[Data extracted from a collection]
+ + +
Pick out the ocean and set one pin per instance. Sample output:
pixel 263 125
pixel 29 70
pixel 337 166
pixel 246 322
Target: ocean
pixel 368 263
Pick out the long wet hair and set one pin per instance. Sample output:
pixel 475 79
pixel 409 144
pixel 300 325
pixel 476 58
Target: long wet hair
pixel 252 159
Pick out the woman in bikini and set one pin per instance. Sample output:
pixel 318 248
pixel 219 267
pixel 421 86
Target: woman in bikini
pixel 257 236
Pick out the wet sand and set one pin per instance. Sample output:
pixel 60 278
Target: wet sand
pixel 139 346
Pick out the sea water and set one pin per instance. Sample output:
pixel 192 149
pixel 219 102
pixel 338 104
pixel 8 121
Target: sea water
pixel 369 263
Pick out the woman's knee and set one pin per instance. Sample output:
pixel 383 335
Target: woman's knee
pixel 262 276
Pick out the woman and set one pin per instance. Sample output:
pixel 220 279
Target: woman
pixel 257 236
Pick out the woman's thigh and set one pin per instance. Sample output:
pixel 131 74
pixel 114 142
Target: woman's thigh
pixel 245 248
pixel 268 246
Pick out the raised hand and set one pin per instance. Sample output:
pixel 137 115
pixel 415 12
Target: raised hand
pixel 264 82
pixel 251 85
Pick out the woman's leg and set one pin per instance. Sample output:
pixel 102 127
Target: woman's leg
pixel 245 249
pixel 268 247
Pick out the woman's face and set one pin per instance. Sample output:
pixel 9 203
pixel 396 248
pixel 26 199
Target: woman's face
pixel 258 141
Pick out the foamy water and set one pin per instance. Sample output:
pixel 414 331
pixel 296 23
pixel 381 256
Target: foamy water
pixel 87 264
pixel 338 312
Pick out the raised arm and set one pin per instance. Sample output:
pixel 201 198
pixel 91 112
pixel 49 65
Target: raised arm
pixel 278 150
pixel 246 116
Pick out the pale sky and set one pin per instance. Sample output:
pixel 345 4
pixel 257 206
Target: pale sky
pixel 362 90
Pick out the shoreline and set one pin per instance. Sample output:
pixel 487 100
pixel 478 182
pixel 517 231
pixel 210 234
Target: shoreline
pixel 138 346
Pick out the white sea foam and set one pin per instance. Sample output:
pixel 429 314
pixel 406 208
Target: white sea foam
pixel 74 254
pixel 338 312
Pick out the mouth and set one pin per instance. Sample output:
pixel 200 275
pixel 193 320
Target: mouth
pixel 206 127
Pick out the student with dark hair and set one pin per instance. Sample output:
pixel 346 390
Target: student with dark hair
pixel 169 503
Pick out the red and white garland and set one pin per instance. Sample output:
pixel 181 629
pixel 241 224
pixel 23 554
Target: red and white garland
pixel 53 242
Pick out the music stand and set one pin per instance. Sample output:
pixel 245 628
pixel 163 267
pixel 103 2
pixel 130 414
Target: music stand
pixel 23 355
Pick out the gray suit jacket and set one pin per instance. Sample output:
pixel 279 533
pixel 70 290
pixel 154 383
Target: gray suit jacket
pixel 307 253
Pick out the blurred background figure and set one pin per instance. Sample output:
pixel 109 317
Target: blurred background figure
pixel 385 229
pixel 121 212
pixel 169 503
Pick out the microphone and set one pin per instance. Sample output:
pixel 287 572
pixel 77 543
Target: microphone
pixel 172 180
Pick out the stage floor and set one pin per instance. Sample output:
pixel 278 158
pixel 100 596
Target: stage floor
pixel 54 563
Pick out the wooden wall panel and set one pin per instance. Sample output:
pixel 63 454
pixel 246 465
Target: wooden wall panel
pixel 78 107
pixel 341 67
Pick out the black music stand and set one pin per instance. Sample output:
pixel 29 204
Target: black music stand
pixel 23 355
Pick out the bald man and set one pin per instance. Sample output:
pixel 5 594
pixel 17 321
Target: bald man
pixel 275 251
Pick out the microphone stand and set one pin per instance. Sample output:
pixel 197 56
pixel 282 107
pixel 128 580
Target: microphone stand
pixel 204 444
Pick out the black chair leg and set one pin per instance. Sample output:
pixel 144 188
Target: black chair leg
+ + +
TO DO
Beginning at the line that contains "Pick out the black music", retype each line of the listing up to and including the last one, exactly as it stands, and nothing else.

FINISHED ANSWER
Pick out the black music stand and set one pin per instance. Sample output:
pixel 29 204
Target: black music stand
pixel 23 355
Pick out the bald man and set one pin per instance. Sample output:
pixel 5 594
pixel 17 321
Target: bald man
pixel 275 251
Pick out the microphone stand and set one pin per instance. Sample output:
pixel 197 56
pixel 282 107
pixel 128 580
Target: microphone stand
pixel 204 444
Pick out the black chair leg and set one pin per instance. Sample output:
pixel 144 188
Target: black chair leg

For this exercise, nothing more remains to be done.